Exercise directions: Below are the records; count the lines in which "terracotta" occurs and report only that number.

Data to process:
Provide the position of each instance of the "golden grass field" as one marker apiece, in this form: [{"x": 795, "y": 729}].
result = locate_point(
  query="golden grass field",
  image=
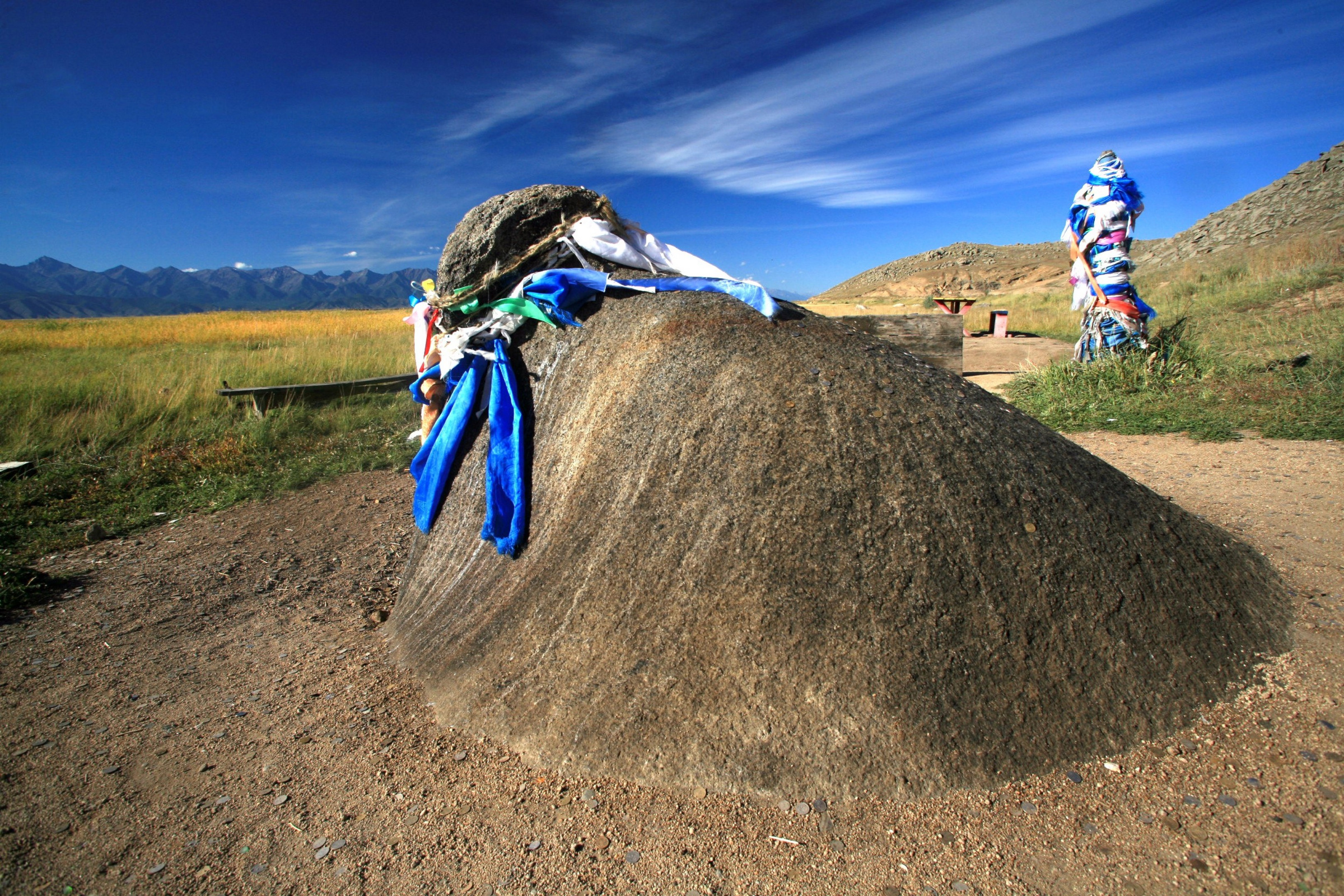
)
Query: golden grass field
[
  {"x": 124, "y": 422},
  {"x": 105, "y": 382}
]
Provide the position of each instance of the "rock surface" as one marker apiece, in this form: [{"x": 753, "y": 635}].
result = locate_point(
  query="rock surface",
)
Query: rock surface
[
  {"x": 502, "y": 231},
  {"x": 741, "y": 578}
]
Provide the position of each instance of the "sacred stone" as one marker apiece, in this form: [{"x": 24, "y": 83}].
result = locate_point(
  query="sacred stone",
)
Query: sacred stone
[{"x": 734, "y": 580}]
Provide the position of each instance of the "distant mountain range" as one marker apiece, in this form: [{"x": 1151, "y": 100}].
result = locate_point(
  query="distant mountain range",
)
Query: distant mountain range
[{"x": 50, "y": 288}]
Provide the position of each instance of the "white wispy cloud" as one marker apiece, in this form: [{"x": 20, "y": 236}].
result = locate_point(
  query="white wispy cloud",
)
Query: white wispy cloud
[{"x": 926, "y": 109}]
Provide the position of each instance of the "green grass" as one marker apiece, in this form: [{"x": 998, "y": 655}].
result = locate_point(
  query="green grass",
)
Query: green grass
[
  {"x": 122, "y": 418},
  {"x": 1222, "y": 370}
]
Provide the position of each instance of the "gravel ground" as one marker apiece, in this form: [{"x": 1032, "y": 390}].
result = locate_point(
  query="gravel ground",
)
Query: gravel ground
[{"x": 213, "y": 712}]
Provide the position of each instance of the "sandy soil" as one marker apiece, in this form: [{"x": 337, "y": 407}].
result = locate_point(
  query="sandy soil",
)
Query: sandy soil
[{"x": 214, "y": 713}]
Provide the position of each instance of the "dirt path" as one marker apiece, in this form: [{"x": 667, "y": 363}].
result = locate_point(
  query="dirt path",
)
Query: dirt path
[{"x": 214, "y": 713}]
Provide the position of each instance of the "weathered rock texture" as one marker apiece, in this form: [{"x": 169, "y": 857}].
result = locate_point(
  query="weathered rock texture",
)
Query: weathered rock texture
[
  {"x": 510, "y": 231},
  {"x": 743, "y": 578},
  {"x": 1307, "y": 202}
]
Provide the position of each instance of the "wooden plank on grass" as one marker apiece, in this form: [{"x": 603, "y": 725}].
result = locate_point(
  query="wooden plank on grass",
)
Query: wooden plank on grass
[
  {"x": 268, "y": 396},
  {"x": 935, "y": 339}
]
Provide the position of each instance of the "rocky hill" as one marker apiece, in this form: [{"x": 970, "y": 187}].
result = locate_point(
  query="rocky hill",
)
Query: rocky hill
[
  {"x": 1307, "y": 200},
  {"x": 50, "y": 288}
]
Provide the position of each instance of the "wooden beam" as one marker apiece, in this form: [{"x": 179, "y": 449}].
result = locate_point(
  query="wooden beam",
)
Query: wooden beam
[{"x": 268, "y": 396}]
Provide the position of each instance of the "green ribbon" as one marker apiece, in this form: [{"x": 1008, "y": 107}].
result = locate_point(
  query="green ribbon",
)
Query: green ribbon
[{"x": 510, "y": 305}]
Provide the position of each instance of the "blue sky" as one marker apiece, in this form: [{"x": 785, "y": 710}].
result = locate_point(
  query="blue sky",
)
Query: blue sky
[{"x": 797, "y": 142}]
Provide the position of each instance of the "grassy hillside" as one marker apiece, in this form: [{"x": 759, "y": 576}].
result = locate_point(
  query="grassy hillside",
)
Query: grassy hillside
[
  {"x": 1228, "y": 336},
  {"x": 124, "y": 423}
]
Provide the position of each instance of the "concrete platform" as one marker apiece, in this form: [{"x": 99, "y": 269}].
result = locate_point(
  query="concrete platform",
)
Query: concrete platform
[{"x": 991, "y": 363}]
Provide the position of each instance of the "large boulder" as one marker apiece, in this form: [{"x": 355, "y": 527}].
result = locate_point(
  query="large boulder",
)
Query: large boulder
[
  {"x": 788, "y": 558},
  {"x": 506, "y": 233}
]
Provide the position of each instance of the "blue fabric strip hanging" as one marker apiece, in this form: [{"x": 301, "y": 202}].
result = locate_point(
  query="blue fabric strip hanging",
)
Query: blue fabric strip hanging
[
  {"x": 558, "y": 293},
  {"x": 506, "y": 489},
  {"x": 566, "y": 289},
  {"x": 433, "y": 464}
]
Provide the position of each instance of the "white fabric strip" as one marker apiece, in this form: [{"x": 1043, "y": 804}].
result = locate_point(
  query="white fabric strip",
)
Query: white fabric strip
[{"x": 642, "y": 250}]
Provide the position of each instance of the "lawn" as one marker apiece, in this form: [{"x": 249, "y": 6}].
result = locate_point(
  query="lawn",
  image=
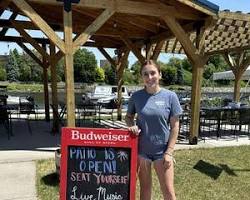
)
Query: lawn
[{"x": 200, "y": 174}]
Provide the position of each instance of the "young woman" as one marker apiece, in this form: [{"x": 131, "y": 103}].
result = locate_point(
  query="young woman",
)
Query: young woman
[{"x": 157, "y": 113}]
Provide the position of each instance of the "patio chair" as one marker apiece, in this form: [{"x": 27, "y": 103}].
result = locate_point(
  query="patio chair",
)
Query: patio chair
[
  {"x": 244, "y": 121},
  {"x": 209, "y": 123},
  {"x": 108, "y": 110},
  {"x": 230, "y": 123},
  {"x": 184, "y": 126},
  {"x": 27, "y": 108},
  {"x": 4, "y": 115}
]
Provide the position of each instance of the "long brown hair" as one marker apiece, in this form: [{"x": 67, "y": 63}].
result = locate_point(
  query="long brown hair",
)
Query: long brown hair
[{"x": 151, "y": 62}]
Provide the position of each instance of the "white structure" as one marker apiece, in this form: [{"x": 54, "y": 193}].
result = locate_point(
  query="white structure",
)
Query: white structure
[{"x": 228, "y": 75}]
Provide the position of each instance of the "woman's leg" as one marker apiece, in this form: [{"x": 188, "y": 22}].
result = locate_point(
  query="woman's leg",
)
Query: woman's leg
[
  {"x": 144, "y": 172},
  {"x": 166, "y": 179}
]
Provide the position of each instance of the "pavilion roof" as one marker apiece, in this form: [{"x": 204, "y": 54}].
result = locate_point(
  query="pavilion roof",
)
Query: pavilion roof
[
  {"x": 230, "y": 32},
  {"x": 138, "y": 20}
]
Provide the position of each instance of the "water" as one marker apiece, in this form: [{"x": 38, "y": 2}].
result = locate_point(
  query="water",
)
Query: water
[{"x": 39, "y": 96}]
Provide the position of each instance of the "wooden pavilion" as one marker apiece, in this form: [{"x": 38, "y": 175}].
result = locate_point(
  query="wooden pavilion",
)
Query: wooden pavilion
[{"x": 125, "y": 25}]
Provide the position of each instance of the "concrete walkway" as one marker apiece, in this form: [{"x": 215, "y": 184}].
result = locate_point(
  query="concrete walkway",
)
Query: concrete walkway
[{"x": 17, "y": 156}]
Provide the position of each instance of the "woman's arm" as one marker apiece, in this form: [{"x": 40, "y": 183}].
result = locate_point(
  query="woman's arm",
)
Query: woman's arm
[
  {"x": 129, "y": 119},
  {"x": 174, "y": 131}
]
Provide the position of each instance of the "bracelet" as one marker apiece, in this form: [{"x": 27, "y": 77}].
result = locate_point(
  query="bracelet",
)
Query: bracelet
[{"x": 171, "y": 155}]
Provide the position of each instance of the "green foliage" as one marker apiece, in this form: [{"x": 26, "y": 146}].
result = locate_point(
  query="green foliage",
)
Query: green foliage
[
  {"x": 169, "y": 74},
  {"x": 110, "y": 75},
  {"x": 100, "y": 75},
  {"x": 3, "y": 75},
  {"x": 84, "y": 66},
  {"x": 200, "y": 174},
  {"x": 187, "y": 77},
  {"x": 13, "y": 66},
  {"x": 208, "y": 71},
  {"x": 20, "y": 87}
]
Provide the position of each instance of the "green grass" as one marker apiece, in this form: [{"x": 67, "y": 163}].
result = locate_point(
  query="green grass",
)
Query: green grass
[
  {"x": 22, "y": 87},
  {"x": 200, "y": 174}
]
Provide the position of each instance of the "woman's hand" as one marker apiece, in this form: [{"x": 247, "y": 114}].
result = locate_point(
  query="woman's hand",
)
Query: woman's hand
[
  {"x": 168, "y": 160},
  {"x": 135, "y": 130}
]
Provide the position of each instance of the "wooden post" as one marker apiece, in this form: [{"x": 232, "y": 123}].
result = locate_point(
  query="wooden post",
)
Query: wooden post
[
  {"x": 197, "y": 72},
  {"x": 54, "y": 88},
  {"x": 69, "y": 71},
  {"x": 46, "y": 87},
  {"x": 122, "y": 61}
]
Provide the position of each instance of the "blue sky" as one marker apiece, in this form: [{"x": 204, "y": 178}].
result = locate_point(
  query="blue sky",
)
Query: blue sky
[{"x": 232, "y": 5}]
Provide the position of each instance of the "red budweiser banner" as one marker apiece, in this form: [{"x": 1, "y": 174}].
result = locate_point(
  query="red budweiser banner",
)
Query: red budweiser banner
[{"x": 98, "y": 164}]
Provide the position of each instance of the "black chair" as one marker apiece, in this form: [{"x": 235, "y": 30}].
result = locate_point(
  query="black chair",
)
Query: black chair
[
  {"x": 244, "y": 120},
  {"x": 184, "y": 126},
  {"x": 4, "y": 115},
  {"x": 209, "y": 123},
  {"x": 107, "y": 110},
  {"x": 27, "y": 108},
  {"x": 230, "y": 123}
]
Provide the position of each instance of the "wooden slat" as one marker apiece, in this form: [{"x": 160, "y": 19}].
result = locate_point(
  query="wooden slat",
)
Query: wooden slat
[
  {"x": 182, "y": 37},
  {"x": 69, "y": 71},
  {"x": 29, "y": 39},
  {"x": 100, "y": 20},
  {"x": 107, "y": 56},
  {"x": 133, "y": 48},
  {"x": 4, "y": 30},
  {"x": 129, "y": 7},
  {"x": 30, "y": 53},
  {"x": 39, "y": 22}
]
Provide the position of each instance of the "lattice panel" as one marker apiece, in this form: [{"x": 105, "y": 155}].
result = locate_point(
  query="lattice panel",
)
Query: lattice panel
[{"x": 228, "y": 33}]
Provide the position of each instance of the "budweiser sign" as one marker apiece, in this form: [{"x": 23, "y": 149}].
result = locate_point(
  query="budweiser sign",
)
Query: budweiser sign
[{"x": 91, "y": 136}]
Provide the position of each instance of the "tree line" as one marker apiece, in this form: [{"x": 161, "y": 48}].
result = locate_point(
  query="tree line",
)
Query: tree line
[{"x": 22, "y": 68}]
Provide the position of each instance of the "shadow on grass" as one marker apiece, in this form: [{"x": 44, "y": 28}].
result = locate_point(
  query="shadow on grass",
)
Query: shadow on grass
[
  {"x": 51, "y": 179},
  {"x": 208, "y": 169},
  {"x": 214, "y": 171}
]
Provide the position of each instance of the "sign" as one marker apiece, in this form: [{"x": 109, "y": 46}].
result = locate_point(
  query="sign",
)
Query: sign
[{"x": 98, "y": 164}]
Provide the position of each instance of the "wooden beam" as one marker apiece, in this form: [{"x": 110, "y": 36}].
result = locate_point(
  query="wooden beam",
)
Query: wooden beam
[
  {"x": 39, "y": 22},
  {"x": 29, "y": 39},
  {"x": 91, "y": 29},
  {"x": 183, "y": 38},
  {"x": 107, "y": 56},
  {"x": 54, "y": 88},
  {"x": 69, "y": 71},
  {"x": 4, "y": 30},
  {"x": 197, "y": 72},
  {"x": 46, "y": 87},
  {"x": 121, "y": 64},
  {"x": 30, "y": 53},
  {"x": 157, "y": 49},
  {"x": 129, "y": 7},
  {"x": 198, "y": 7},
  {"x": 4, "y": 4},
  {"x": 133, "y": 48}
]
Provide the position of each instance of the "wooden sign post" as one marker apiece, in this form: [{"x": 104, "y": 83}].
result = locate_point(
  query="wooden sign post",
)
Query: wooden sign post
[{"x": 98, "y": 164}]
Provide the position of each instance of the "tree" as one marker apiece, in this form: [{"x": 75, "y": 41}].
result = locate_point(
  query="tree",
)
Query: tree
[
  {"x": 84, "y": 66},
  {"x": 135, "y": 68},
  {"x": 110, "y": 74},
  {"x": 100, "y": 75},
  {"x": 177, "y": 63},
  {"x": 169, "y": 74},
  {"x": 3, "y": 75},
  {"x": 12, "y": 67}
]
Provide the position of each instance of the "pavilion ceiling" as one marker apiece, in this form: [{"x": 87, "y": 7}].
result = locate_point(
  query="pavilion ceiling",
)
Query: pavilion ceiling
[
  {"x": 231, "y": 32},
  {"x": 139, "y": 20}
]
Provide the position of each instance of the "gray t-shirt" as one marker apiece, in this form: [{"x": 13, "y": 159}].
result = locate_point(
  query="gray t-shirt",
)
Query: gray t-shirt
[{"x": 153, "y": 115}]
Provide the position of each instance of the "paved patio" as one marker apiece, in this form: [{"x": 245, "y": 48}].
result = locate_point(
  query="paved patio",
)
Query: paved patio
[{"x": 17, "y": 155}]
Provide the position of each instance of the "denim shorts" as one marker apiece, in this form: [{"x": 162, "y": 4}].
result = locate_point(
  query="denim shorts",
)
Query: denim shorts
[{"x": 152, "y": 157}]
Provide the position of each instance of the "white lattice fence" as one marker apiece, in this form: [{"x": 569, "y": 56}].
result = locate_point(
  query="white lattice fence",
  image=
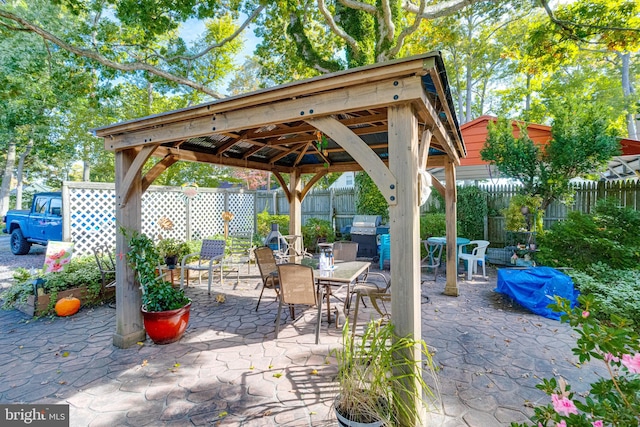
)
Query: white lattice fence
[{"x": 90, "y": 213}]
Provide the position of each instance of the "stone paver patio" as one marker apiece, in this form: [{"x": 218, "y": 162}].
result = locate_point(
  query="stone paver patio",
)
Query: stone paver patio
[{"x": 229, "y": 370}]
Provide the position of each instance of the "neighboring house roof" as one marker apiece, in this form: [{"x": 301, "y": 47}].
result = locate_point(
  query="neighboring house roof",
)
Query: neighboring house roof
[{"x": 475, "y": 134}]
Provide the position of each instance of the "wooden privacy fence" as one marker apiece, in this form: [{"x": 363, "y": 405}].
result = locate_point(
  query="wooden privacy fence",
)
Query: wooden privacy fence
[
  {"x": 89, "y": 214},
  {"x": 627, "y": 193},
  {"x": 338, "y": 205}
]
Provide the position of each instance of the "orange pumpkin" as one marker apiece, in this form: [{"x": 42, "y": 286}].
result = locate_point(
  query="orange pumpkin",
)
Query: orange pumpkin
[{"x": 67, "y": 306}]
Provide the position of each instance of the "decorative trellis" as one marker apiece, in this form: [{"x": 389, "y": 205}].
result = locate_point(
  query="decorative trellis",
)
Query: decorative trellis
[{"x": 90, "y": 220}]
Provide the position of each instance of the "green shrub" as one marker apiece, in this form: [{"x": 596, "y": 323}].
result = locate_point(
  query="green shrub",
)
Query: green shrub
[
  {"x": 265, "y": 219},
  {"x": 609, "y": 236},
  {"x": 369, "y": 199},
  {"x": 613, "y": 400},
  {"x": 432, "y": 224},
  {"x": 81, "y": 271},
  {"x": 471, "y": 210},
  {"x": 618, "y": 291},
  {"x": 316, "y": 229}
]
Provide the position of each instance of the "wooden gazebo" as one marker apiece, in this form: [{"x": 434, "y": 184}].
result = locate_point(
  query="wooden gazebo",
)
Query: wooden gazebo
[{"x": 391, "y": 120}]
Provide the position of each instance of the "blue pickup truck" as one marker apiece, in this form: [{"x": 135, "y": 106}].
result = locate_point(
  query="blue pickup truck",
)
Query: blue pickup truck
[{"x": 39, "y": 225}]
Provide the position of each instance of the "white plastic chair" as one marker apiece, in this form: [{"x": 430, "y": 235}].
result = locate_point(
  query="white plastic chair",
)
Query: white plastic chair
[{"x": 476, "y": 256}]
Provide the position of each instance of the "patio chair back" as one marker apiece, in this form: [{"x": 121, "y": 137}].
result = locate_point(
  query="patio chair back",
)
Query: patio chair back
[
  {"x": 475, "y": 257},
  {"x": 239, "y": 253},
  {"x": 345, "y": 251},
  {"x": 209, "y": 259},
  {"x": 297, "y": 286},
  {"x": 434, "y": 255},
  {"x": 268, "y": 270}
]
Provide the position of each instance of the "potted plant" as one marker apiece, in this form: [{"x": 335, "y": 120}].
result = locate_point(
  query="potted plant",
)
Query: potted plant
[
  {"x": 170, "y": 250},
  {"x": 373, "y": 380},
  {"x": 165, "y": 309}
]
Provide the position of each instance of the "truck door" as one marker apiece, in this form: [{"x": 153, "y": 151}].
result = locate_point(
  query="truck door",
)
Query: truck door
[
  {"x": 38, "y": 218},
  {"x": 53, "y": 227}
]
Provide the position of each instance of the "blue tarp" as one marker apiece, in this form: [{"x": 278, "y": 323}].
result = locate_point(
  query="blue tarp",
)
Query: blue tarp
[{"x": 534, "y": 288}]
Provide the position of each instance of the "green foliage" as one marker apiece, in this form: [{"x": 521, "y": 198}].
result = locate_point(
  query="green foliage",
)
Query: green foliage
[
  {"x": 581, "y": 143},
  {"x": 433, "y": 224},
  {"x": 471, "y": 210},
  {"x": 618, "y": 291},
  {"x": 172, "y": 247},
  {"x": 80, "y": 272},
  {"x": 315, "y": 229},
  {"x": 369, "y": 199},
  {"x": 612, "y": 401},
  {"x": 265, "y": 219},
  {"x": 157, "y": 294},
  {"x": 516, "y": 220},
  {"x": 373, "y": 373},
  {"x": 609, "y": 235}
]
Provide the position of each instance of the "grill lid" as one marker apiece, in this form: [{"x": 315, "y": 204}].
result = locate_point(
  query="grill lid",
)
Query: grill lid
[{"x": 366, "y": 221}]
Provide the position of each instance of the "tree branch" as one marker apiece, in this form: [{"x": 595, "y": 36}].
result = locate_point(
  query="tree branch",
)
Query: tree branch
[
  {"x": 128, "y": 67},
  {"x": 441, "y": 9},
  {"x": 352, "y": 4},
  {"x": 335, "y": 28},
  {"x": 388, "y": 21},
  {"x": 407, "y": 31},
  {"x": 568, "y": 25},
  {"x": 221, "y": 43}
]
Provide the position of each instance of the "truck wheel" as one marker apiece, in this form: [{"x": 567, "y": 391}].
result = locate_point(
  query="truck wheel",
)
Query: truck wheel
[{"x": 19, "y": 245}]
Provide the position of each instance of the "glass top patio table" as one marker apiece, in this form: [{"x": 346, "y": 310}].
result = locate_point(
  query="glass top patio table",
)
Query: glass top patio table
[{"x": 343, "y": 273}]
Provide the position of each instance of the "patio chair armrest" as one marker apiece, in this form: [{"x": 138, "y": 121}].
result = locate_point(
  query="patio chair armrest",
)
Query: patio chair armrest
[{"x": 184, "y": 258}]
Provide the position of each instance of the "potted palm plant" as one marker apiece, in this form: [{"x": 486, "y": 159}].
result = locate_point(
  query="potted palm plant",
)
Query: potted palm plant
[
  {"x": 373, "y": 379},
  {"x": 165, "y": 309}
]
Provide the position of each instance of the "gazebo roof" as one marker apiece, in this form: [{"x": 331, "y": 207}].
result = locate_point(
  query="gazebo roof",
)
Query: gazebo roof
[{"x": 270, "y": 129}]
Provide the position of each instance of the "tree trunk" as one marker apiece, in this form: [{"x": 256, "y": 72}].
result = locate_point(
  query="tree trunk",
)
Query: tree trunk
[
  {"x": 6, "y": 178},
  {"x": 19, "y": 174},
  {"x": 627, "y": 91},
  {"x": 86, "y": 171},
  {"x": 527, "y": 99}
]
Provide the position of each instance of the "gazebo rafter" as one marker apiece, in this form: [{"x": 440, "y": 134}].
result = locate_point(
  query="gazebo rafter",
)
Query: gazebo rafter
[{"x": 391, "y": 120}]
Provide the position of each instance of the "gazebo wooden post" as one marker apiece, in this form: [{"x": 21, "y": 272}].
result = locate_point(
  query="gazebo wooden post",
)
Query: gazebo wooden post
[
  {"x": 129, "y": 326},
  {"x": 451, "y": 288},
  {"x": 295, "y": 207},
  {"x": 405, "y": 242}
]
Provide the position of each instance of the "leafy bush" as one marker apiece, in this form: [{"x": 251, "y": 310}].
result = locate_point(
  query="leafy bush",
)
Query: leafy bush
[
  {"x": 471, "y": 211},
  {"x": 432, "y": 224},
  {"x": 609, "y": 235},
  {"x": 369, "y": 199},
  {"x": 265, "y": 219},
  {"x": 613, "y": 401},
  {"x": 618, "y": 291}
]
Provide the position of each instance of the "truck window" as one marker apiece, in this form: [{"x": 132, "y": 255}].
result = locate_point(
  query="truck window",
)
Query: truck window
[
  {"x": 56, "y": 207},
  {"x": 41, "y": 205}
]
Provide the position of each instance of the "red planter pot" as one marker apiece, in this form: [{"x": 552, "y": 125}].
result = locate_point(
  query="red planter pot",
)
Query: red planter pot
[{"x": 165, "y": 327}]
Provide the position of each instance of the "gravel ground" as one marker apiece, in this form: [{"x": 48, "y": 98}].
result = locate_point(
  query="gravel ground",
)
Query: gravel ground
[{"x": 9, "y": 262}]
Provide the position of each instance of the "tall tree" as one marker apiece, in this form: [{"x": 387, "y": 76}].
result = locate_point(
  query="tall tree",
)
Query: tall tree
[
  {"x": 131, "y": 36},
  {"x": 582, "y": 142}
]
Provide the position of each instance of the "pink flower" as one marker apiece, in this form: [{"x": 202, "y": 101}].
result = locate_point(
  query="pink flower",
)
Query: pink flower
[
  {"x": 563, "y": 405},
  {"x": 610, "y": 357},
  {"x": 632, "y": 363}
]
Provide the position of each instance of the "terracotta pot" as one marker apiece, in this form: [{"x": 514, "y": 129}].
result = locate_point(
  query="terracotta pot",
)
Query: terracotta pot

Answer to the exercise: 3